» Given problem a: Tally the lines of the entries that contain the string "farmhouse", and reply with the number alone.
───── Passage to read
# Filtering large lists and returning values that match a test

I have been working on a quiz that I came across within a job application. I am not applying for the job, but I wanted to have a go at the problem.

An input file contains integers, both positive and negative (there might be some duplicates). Each line on the file has one integer.

Compute the number of y values within the range -10000 ≤ y ≤ 10000 such that there are distinct numbers a, b in the file where a + b = y.

I came up with a solution using itertools but it is very slow.

from itertools import combinations, imap

with open('test1.txt', 'rU') as f:
integers = sorted(list(set([int(item) for item in f])))

def check_item(x):
item_total = sum(x)
if all([item_total >= -10000, item_total <= 10000]):
return True
return False

print sum(imap(check_item, combinations(integers, 2)))


Does anyone have any suggestions to speed up the code?

For example, I have tried removing the largest and smallest numbers that could never be brought down within the range:

while (integers[0] + integers[-1]) < -10000:
integers = integers[1:]

while (integers[0] + integers[-1]) > 10000:
integers = integers[:-1]


This did not make much of a difference

The problem with the solution posted in the question is that it goes through all the possible combinations of two elements in the array when this is not really needed.

The pseudocode for a more efficient strategy would be as follows:

• Read and sort the integers
• For each integer (a), calculate the lowest and highest values of (b) that satisfy the inequality
• Look for the position in the array for those values (take advantage of the values being ordered, use binary search)
• Note that all the numbers between the two positions found satisfy the inequality since they are ordered

In python code, it should be something like this:

import bisect

MIN_SUM_VALUE = -10000
MAX_SUM_VALUE = 10000

with open('large.txt', 'rU') as f:
integers = sorted(set(int(item) for item in f))

count = 0
for index, a in enumerate(integers):
# Low and high values of b that still satisfy the inequality
b_low = MIN_SUM_VALUE - a
b_high = MAX_SUM_VALUE - a

# Look for the index in the array for the values above
b_low_index = bisect.bisect_left(integers, b_low, index + 1)
──────────
» Given problem b: List the steps of the pseudocode that the post on filtering large lists gives for a more efficient strategy.
───── Data entries
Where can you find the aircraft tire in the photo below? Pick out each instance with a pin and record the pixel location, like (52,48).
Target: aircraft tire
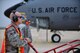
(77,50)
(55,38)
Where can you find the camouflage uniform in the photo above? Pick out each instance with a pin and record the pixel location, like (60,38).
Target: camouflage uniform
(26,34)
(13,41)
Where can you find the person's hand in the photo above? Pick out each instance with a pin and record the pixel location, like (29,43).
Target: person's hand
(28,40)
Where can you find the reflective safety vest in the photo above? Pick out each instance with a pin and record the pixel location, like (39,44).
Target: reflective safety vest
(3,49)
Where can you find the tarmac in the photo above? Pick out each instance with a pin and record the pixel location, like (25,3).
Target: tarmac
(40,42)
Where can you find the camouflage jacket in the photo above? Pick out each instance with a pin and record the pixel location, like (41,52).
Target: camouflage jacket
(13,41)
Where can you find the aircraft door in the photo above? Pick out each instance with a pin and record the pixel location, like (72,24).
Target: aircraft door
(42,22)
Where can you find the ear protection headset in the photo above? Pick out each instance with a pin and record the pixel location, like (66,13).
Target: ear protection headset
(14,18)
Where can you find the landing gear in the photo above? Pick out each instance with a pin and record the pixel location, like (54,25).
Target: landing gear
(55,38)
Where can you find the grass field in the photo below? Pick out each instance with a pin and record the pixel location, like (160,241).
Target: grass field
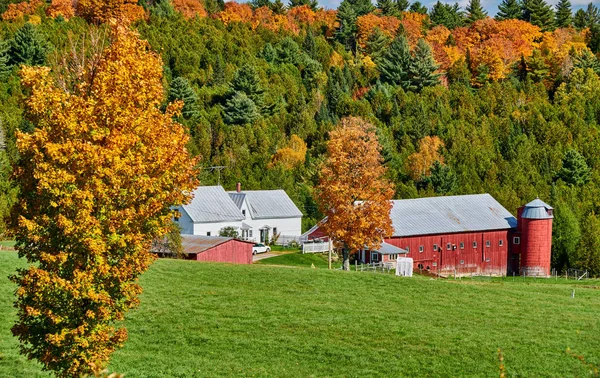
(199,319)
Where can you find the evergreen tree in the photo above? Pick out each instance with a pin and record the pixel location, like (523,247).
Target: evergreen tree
──────────
───── Data entries
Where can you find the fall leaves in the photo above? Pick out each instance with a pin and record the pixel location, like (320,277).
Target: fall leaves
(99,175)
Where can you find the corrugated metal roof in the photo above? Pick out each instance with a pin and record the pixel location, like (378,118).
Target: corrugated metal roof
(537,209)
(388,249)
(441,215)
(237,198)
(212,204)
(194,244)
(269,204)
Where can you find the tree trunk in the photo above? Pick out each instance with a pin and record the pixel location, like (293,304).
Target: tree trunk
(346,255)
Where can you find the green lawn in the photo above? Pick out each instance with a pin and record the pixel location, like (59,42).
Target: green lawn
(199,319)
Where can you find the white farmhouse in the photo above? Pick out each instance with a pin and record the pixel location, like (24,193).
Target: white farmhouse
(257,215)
──────────
───── Data entries
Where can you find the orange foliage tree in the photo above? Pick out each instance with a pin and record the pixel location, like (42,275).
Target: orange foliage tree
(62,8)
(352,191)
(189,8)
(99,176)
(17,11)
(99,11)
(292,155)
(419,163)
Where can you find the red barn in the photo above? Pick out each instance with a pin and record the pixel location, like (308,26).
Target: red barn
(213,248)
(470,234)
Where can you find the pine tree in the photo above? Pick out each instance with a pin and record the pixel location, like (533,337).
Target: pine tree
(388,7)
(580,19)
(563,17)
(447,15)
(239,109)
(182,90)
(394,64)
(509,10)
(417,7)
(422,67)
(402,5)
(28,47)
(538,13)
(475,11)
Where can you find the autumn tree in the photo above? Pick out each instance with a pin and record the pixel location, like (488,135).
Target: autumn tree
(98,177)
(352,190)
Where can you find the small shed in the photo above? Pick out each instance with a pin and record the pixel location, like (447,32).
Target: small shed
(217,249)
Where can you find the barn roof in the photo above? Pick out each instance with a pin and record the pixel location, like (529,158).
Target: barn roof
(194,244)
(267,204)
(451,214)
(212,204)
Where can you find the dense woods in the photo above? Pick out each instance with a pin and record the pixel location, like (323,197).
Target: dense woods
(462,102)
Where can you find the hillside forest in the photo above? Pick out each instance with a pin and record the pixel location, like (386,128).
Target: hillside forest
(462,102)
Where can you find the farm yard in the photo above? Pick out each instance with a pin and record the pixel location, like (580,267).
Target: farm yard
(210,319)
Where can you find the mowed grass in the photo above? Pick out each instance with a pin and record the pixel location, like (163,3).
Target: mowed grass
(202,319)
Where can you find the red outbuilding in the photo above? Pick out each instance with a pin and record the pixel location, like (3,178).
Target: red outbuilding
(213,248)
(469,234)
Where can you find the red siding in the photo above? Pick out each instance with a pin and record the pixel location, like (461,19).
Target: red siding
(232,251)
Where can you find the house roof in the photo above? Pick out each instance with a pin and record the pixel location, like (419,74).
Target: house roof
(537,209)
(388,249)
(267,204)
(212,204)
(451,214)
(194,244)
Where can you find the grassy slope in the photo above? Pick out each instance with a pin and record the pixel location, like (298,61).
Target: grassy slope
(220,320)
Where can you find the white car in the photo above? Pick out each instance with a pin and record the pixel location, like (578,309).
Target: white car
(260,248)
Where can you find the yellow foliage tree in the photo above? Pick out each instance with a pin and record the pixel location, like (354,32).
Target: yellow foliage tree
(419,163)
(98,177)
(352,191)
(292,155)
──────────
» Expected answer a: 2

» Expected answer b:
- Read and sort the integers.
- For each integer (a), calculate the lowest and highest values of (b) that satisfy the inequality.
- Look for the position in the array for those values, taking advantage of the values being ordered and using binary search.
- Note that all the numbers between the two positions found satisfy the inequality, since they are ordered.